● ASSIGNMENT: The data below is to be returned in full and exactly.

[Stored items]
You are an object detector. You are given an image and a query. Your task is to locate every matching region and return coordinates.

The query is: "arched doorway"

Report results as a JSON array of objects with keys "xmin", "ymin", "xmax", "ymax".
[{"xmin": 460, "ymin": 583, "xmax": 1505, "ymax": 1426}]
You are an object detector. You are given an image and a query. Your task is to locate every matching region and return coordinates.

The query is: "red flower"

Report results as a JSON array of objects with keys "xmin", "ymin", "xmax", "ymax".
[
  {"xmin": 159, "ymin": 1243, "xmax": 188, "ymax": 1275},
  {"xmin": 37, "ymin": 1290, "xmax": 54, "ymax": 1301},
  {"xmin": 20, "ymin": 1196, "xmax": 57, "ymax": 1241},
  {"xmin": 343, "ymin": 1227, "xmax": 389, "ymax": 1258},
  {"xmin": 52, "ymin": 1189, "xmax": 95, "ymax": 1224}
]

● RESULT OF THE EXERCISE:
You are an object detector. You are given an image and a query. Your task is to locate every matching region and return coordinates.

The query is: "arched doorway"

Report results as a JSON array of objects with keys "xmin", "ymin", "xmax", "ymax".
[{"xmin": 460, "ymin": 583, "xmax": 1505, "ymax": 1426}]
You are an object detector. You are given an image and a query. Your task is to locate every matching region and return coordinates.

The query is: "red flower"

Report results as a JSON array of objects with keys "xmin", "ymin", "xmax", "ymax".
[
  {"xmin": 159, "ymin": 1243, "xmax": 188, "ymax": 1275},
  {"xmin": 37, "ymin": 1290, "xmax": 54, "ymax": 1301},
  {"xmin": 20, "ymin": 1196, "xmax": 57, "ymax": 1241},
  {"xmin": 343, "ymin": 1227, "xmax": 389, "ymax": 1258},
  {"xmin": 52, "ymin": 1189, "xmax": 95, "ymax": 1224}
]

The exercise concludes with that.